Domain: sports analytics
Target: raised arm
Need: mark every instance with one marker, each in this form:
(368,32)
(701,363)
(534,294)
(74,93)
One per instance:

Short problem: Render each line of the data above as a numbered list, omitting any blank lines.

Correct output:
1. Domain: sports analytics
2. Target: raised arm
3. Need: mark every instance with one marker, each in this form:
4. (368,32)
5. (701,363)
6. (534,294)
7. (74,93)
8. One per instance:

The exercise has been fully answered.